--- JOBS ---
A. Answer these questions from the federated learning passage, each on its own line:
(i) Which certificate was obtained to build a grasp of machine learning concepts?
(ii) Which lab pioneered the open-source Federated XGBoost project?
(iii) Which dataset is named as one of the classification tasks used in testing?
B. Extract the federated learning passage from "Additionally, I experimented" to "Higgs Boson dataset.".
C. Continue the federated learning passage from the point where it stops.

------ EXCERPTED PASSAGE ------

In order to first gain a solid grasp of machine learning concepts, I obtained the Stanford Online Machine Learning certificate while conducting literature review of existing federated learning methods. Specifically, I first focused on distributed Support Vector Machines, and how it is applied in a federated setting. However, after reviewing several papers and exploring the applications of SVMs, I realized that this algorithm had been largely abandoned by industry and academia due to its limited use cases. I then turned my focus to XGBoost, a novel machine learning library with incredible promise due to its speed and effectiveness. I looked into the implementation of Federated XGBoost, an open-source project pioneered by Berkeley’s RISE Lab and sought to understand the optimizations and approximations used. Along with several other papers, I learned that data could be aggregated using histograms, which drastically speeds up training time, reduces privacy risk, and doesn’t suffer performance-wise in practice.
Additionally, I experimented with ensemble learning. Ensemble learning is essentially training multiple models and combining them to create a larger, more complex model. I used libraries ranging from SKLearn, Tensorflow, to XGBoost and LightGBM and tested them on classification tasks such as the Higgs Boson dataset.

------ DATA EXTRACT ------

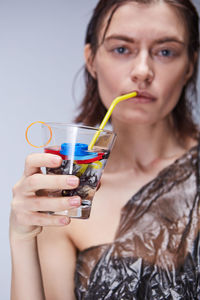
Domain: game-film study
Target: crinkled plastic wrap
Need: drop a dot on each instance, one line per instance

------

--- FINAL RESULTS ---
A.
(i) The Stanford Online Machine Learning certificate
(ii) Berkeley's RISE Lab
(iii) The Higgs Boson dataset

B.
Additionally, I experimented with ensemble learning. Ensemble learning is essentially training multiple models and combining them to create a larger, more complex model. I used libraries ranging from SKLearn, Tensorflow, to XGBoost and LightGBM and tested them on classification tasks such as the Higgs Boson dataset.

C.
Finally, I helped develop a web application that facilitates the training process of PDA. Since raw data cannot be transmitted, summary statistics are shared between collaborators. I learned and implemented a MongoDB database and created the REST API for the application.
Comments
SVMs
You're right, Andrew, after learning about SVMs in CIS 520, I can honestly say that I rarely run into them nowadays. Most of their classification tasks have been taken over by neural networks. If you learned Tensorflow, I also recommend learning PyTorch!
Great presentation!
Andrew, great presentations and great summary of what you have done over the summer.
After we complete the current project, we will move on to the few shot federated algorithms. Look forward to working with you.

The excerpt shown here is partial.